- Problem description
Convert the part of the listing that opens with the line containing "Thank you for the photo. Could you please annotate the smiling" and runs through the end of the listing into a JSON list of strings, one string per line, leaving out blank lines.
= = = = = = =
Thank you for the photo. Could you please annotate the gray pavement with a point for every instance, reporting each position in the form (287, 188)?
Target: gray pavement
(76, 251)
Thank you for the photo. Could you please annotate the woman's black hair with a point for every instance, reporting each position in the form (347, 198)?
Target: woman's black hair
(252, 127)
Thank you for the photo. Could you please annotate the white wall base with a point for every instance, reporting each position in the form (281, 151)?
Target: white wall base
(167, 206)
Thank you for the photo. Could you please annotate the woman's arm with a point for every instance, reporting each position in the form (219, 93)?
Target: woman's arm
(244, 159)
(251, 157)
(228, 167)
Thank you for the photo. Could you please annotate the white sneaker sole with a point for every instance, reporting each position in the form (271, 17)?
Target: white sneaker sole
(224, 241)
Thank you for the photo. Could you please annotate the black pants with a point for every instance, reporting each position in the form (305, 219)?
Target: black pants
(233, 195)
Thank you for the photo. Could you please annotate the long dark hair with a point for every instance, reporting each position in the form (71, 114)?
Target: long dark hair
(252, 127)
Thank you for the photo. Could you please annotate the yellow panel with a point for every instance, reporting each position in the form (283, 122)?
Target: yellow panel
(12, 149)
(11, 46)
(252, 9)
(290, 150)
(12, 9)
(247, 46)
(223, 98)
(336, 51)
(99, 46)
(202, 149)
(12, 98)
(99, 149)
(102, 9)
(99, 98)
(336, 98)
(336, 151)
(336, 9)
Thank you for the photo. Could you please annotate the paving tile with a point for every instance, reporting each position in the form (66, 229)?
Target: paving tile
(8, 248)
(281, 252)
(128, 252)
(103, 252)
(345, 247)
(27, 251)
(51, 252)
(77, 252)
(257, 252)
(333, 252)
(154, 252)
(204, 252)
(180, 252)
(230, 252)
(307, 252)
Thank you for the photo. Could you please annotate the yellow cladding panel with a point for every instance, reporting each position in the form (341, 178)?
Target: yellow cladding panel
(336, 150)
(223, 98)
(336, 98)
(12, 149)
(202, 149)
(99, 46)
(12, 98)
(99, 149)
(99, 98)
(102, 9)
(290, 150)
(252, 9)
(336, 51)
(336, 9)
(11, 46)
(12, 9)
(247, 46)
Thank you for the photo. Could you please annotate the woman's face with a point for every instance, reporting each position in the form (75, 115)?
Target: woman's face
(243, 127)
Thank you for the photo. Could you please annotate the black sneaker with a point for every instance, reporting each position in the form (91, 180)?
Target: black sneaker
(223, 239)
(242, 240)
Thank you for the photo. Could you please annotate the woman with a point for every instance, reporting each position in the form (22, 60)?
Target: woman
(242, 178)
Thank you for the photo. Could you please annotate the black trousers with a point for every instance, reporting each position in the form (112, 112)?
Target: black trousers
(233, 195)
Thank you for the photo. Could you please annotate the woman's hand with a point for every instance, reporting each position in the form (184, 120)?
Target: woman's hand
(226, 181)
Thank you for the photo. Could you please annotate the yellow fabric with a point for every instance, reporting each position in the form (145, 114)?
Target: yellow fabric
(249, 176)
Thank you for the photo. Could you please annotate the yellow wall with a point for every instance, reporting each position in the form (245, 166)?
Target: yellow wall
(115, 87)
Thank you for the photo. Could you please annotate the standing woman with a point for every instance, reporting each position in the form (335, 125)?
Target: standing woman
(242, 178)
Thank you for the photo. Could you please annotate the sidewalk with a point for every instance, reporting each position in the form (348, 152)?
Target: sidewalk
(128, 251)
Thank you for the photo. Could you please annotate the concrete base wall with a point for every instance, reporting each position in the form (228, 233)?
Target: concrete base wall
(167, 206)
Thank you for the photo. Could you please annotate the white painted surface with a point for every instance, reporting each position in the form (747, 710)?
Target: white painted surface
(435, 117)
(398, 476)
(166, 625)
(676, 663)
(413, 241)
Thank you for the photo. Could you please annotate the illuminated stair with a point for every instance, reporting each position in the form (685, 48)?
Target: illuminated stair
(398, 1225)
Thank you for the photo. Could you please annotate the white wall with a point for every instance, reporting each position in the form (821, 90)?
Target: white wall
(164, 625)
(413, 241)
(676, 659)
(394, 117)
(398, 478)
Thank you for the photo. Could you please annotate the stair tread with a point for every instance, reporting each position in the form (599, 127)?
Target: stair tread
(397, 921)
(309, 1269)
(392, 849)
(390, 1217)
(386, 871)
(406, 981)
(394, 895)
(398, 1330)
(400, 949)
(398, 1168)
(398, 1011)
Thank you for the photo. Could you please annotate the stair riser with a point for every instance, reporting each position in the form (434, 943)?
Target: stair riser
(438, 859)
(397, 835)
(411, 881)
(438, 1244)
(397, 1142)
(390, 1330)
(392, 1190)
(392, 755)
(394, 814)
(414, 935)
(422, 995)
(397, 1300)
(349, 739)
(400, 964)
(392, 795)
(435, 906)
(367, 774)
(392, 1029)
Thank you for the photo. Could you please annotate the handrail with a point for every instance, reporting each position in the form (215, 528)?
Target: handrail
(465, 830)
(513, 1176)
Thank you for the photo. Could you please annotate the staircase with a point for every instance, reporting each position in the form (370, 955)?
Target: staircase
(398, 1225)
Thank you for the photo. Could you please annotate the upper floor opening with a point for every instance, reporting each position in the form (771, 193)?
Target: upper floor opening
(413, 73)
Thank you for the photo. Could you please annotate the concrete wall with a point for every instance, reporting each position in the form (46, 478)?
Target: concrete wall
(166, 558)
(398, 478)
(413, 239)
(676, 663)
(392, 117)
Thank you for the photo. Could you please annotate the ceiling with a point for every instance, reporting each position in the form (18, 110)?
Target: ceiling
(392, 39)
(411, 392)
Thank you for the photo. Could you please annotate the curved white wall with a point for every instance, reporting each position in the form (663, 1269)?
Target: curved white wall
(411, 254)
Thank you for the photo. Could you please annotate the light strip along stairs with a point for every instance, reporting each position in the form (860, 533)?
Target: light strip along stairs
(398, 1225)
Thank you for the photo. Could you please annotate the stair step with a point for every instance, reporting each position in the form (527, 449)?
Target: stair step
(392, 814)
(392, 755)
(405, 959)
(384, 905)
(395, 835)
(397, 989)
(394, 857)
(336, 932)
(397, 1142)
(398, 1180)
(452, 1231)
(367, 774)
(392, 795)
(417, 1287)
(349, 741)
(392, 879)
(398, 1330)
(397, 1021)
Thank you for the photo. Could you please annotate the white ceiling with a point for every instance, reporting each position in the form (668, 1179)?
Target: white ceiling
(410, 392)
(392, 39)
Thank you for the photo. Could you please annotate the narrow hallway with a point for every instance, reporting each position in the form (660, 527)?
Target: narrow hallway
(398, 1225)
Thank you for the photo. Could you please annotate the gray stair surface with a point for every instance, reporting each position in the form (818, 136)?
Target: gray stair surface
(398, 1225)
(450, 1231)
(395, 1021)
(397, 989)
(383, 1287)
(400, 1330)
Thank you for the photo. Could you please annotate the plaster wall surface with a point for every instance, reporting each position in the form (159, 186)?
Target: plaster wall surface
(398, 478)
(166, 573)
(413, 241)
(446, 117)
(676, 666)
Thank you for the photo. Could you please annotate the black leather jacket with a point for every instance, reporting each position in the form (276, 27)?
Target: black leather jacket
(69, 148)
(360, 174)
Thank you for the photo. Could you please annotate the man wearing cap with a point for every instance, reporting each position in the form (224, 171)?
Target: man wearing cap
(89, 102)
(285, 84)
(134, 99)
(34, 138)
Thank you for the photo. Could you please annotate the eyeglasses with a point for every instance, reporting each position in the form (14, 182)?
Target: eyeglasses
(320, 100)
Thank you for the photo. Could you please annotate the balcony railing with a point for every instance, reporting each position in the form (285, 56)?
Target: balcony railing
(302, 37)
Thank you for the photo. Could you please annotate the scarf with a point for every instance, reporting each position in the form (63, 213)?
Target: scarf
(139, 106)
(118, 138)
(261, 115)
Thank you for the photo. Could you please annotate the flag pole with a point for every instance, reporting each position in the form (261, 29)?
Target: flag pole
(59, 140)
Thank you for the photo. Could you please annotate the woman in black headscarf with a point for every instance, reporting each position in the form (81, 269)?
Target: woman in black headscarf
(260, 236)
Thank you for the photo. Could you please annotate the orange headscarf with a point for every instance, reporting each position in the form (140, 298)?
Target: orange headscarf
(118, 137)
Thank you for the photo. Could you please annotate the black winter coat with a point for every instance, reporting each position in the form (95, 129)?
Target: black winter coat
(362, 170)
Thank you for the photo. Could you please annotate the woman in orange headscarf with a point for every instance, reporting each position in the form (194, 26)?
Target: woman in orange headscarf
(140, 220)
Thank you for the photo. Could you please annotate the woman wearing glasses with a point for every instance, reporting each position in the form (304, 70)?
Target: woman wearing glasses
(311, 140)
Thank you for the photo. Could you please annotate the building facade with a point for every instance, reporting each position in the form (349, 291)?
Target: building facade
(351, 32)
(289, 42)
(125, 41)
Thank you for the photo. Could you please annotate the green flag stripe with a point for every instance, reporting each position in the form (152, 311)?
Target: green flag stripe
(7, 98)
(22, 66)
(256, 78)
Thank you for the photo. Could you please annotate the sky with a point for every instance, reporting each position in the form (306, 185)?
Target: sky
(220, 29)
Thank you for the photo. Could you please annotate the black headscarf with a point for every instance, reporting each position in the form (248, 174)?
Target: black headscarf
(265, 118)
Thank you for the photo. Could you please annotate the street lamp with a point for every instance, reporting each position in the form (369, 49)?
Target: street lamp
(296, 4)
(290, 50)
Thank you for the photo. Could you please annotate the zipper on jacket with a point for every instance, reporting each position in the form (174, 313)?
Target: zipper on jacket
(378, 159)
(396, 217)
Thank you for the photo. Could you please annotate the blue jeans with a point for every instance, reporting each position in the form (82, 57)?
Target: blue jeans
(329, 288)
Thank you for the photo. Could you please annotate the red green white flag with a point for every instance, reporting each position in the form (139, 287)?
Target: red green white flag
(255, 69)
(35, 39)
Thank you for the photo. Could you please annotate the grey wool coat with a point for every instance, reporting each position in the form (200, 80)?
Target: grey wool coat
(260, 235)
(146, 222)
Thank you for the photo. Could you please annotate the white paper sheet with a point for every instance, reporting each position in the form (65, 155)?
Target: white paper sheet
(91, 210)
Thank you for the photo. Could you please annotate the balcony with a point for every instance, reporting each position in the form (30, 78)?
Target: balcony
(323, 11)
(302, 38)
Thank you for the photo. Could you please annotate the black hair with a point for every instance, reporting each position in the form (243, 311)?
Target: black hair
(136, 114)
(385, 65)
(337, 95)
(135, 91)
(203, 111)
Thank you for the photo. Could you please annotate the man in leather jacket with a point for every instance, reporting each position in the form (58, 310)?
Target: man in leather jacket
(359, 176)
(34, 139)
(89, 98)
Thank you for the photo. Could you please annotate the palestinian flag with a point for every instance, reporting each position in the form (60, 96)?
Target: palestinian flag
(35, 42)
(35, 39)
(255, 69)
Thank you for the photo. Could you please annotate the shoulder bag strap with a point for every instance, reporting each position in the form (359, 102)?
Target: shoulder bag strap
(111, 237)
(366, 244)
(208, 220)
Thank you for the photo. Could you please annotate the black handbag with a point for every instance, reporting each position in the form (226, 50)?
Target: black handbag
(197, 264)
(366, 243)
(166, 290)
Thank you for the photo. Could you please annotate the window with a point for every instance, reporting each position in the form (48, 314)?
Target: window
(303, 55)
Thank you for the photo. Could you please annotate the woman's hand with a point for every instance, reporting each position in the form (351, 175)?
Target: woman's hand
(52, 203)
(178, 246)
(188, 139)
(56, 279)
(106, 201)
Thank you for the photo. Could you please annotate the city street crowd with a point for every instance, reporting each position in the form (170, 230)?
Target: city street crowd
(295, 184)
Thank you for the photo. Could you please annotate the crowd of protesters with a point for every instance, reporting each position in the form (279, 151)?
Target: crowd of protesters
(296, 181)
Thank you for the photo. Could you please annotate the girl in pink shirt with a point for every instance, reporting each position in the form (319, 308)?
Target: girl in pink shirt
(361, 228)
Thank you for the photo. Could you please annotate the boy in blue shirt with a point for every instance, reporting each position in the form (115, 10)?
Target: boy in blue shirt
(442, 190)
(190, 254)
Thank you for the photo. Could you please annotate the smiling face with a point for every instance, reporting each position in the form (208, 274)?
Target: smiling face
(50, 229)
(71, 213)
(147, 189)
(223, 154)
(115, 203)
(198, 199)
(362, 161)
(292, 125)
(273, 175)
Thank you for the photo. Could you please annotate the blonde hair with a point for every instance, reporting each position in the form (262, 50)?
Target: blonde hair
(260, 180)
= = = = = = =
- Correct output
[
  "Thank you for the photo. Could you please annotate the smiling face with a point for every instance, reporting each position in the form (208, 274)?",
  "Target: smiling face",
  "(50, 229)",
  "(71, 213)",
  "(147, 189)",
  "(223, 154)",
  "(115, 203)",
  "(198, 199)",
  "(362, 161)",
  "(292, 125)",
  "(273, 175)",
  "Thank you for the photo. Could you please annotate the blonde hair with a point for every instance, reporting each position in the form (262, 50)?",
  "Target: blonde hair",
  "(260, 180)"
]